Reproduce word for word the stretch of the forum reply about the zoo package from "The key to notice" through "library(zoo)".

*Text passage*.
* Start *

Re: [R] Irregular Time Series: zoo & its: Pros & Cons

From: Gabor Grothendieck <ggrothendieck_at_gmail.com>
Date: Fri 26 Aug 2005 - 09:01:59 EST

On 8/25/05, David James <djames@frontierassoc.com> wrote:
> Hello,
>
> I'm working with irregular time series data. What do you all think
> about the strengths and weaknesses of the "zoo" and "its" packages?

I have worked on the development of zoo with Achim Zeileis so I will just speak to that one.

The key to notice about zoo is its independence of index class (i.e. date, time or date/time class) making it general in nature so that you can use any one you like. It supports all the standard date and time classes in R and you can add your own too. In your case you probably want to use chron (or POSIXct if you need time zones) or you could create your own special hourly class. See the Help Desk article in R News 4/1 for a discussion of the main classes and see the table at the end of that article for various idioms which you may need.

zoo supports not only irregular but also weakly regular series (zooreg class) which are ones that have an underlying regularity, e.g. hourly, monthly even though they may not have every hour, month, etc. filled in.

zoo has a PDF manual available via (in R):

   library(zoo)
   vignette("zoo")

zoo can work together with the 'its' class and 'ts' class via as.zoo, as.its and as.ts.

>
> I've installed and skimmed the documentation on both packages. I was
> hoping to get a little guidance from the user community before
> proceeding further.

* End *

*Entries*.
* Start *

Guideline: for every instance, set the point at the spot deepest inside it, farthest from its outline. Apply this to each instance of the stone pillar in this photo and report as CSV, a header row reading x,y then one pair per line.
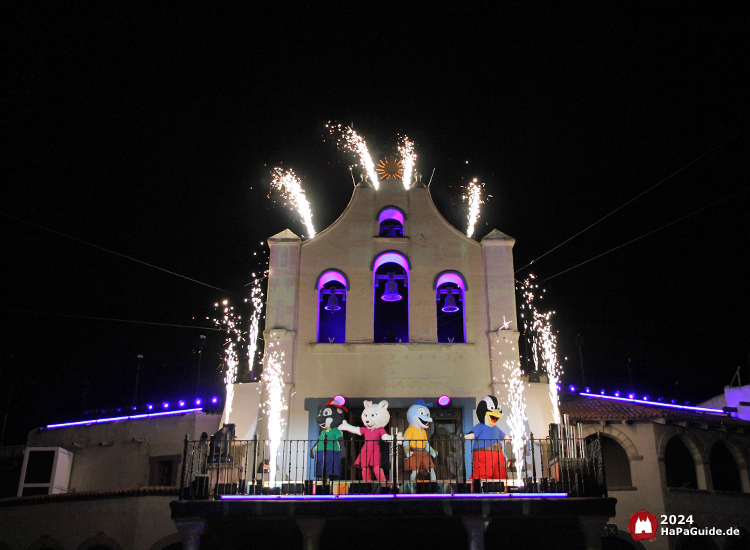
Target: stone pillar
x,y
475,528
311,529
497,257
191,531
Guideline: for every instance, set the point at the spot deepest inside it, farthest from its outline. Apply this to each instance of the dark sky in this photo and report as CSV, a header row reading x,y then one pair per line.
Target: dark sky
x,y
152,133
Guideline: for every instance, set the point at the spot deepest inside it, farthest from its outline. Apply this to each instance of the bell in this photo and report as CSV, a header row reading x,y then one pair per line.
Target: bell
x,y
450,303
391,291
333,303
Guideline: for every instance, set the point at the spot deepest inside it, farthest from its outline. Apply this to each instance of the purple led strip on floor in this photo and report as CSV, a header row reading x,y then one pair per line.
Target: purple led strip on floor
x,y
654,403
397,496
115,419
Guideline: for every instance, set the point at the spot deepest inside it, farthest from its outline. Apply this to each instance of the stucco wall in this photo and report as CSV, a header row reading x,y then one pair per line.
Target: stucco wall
x,y
134,523
124,463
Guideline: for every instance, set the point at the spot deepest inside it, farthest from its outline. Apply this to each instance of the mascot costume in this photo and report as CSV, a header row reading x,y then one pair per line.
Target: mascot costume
x,y
374,418
327,449
419,454
488,460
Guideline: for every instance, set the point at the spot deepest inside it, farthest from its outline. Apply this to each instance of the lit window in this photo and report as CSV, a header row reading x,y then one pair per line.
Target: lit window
x,y
450,289
332,286
391,222
391,298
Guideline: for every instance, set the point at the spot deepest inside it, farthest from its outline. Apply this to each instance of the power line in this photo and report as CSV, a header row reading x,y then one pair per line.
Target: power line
x,y
109,319
634,198
115,253
650,233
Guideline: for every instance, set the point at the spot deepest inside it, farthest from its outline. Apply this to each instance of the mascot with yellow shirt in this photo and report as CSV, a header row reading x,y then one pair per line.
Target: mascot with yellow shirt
x,y
419,454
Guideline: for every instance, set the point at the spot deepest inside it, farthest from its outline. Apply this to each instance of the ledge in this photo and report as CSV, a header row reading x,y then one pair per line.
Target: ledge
x,y
370,347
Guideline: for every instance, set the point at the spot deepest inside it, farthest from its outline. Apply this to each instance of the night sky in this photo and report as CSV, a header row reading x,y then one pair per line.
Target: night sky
x,y
152,134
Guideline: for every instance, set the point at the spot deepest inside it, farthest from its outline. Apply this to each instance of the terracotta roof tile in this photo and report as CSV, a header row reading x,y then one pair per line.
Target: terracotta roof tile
x,y
582,408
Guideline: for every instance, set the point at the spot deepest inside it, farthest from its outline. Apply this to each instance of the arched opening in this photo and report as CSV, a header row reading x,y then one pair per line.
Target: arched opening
x,y
332,286
679,464
391,222
616,464
391,298
450,290
724,471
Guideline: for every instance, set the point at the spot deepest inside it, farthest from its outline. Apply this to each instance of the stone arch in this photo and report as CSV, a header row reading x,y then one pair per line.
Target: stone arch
x,y
169,540
45,542
696,451
617,435
100,539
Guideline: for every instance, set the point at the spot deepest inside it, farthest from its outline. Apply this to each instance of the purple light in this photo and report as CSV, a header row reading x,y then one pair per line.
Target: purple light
x,y
394,257
451,277
115,419
331,275
391,214
654,404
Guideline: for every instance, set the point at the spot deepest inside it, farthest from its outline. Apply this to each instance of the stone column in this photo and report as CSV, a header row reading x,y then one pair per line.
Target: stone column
x,y
475,528
311,529
497,257
191,531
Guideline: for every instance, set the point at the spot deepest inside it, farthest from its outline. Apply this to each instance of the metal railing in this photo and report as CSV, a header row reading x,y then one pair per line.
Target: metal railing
x,y
223,466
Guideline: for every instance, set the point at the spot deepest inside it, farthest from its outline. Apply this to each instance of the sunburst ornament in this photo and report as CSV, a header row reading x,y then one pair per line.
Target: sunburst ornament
x,y
388,169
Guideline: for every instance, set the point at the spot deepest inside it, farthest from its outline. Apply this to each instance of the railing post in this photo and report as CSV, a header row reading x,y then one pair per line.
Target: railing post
x,y
184,467
255,460
533,459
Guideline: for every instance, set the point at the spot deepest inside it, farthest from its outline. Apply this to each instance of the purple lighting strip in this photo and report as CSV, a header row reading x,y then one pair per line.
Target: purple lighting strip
x,y
397,496
133,417
654,403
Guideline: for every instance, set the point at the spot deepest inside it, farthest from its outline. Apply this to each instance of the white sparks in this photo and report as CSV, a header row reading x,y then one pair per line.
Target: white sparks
x,y
273,379
408,159
543,345
516,404
229,322
352,141
256,298
474,197
290,187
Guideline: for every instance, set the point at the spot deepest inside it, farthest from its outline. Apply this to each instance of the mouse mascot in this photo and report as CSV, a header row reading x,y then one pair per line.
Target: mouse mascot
x,y
419,454
374,418
488,460
327,450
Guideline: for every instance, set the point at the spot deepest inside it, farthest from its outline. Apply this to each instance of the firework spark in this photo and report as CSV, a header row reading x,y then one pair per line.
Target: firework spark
x,y
516,404
256,300
543,343
408,158
351,141
290,187
230,323
474,197
273,380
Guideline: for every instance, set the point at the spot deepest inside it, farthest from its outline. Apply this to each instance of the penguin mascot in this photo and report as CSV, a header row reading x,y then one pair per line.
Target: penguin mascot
x,y
488,460
327,450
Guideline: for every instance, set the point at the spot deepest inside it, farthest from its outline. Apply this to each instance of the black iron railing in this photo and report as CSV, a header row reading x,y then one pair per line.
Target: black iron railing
x,y
224,466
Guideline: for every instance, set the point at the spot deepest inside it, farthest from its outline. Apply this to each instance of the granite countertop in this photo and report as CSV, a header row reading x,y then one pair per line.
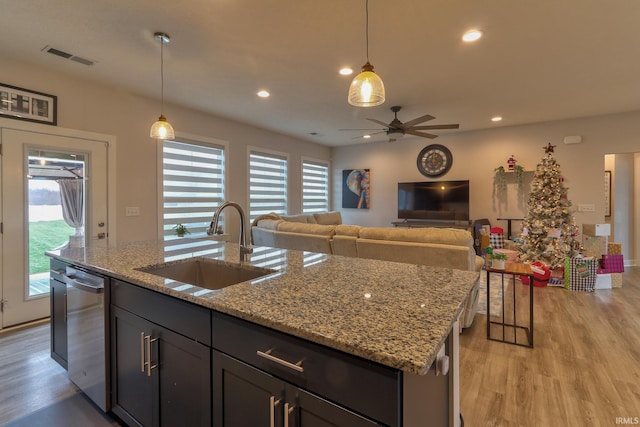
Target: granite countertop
x,y
395,314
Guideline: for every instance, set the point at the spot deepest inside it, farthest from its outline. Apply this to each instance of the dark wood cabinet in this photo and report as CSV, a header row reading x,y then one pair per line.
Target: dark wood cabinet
x,y
247,396
58,300
159,377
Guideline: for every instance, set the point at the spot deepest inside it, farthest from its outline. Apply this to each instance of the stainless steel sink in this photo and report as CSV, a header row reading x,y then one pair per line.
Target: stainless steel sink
x,y
207,273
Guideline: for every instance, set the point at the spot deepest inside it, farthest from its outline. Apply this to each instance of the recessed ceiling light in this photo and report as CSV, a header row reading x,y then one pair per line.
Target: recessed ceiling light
x,y
472,35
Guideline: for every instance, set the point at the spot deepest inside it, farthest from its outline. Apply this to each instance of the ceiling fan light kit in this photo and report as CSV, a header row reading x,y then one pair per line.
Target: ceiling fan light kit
x,y
367,89
162,129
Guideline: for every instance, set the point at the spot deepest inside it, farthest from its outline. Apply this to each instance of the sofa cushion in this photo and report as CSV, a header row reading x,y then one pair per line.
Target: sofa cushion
x,y
303,218
348,230
269,224
328,218
317,229
447,236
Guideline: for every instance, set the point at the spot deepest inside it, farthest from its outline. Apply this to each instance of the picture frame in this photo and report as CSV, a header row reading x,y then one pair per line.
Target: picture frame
x,y
356,189
24,104
607,193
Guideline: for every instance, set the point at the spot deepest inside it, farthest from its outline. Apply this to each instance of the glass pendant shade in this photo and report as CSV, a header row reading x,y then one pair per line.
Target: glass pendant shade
x,y
162,129
367,89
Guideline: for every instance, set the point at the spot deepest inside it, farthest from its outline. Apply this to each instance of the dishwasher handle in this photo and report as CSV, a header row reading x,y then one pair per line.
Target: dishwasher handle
x,y
83,286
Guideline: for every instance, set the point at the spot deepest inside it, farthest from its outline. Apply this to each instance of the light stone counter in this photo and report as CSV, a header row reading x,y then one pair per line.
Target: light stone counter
x,y
395,314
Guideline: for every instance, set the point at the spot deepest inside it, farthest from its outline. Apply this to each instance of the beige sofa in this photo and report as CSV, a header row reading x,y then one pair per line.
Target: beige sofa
x,y
325,233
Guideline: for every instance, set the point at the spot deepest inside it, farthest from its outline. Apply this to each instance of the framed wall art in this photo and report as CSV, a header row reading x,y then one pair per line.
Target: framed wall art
x,y
607,193
356,188
24,104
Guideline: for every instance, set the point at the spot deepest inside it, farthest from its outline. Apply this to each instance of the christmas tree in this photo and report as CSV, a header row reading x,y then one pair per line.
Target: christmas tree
x,y
548,231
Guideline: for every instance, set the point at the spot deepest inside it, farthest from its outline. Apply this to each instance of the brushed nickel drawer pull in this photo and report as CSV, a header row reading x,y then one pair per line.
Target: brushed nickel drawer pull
x,y
143,361
272,410
288,409
267,355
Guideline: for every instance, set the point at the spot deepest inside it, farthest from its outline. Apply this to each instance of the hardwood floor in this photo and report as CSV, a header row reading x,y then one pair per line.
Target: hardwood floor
x,y
584,369
29,378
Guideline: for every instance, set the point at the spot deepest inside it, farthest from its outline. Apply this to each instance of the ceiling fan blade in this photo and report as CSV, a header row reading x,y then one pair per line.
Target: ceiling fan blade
x,y
452,126
379,122
370,134
422,134
415,121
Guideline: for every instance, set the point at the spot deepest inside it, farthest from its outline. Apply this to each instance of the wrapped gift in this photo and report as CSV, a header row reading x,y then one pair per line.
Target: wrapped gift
x,y
603,281
496,240
596,229
580,273
612,263
614,248
616,280
511,255
541,274
594,246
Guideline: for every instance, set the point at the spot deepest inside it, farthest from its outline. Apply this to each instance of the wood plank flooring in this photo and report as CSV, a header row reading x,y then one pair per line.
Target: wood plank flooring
x,y
583,371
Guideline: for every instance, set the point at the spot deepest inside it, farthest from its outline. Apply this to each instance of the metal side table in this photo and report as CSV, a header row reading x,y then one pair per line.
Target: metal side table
x,y
514,269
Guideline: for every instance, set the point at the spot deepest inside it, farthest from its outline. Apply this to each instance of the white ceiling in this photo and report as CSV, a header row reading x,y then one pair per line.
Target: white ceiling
x,y
539,60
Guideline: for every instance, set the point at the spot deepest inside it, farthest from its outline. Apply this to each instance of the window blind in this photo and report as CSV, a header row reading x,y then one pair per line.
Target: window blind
x,y
193,186
315,187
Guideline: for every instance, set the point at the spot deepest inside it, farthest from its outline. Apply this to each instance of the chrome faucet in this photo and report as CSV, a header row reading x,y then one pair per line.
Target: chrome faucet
x,y
244,248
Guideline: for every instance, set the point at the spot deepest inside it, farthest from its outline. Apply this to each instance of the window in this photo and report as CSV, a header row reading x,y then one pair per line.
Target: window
x,y
315,186
267,184
193,186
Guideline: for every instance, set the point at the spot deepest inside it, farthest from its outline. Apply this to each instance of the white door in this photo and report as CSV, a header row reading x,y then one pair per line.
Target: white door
x,y
28,230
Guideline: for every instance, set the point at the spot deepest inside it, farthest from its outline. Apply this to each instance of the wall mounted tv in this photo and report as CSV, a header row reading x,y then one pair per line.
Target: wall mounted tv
x,y
434,200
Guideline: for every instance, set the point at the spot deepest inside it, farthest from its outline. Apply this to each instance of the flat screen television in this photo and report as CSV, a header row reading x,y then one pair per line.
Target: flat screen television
x,y
434,200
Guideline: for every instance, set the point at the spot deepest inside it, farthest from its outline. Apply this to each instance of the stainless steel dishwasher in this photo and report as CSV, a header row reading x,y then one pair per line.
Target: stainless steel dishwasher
x,y
86,330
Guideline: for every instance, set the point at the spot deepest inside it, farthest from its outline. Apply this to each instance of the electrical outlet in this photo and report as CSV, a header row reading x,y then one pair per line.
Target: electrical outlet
x,y
132,211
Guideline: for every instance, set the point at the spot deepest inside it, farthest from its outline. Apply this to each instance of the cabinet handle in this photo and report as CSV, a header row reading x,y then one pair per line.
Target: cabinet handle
x,y
272,410
142,358
149,340
267,355
287,410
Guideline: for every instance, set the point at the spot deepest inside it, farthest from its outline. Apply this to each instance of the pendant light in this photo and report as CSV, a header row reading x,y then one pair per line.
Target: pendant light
x,y
367,89
162,128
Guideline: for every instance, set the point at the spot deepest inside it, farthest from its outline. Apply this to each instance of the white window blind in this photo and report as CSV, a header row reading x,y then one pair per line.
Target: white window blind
x,y
193,186
315,187
267,184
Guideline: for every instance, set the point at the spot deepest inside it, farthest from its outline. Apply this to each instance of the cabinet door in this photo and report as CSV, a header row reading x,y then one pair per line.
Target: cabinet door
x,y
132,389
184,379
244,396
308,410
59,322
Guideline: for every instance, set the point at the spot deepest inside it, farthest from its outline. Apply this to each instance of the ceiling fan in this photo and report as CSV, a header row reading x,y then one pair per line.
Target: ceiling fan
x,y
396,129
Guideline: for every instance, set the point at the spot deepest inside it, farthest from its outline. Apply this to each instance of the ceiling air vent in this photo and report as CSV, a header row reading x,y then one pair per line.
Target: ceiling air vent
x,y
66,55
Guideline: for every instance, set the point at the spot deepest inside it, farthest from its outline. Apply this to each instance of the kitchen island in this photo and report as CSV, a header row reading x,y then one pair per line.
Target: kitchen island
x,y
391,318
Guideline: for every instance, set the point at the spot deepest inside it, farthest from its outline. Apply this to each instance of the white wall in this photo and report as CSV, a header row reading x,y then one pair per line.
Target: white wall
x,y
477,154
85,105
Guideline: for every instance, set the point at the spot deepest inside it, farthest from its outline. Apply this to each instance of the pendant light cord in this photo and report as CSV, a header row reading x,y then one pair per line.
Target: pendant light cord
x,y
161,76
367,27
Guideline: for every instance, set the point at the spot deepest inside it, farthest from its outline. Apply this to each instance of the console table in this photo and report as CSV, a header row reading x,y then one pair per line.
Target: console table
x,y
514,269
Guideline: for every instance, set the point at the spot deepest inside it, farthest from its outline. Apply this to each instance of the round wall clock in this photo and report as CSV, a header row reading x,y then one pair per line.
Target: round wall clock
x,y
434,160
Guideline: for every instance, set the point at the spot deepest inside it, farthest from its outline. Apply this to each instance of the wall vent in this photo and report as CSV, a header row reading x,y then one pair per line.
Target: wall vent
x,y
67,55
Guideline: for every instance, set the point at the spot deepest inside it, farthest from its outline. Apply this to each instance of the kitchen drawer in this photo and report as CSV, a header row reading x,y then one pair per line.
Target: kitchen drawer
x,y
363,386
189,320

* End *

*Exercise response*.
The key to notice about zoo is its independence of index class (i.e. date, time or date/time class) making it general in nature so that you can use any one you like. It supports all the standard date and time classes in R and you can add your own too. In your case you probably want to use chron (or POSIXct if you need time zones) or you could create your own special hourly class. See the Help Desk article in R News 4/1 for a discussion of the main classes and see the table at the end of that article for various idioms which you may need.

zoo supports not only irregular but also weakly regular series (zooreg class) which are ones that have an underlying regularity, e.g. hourly, monthly even though they may not have every hour, month, etc. filled in.

zoo has a PDF manual available via (in R):

   library(zoo)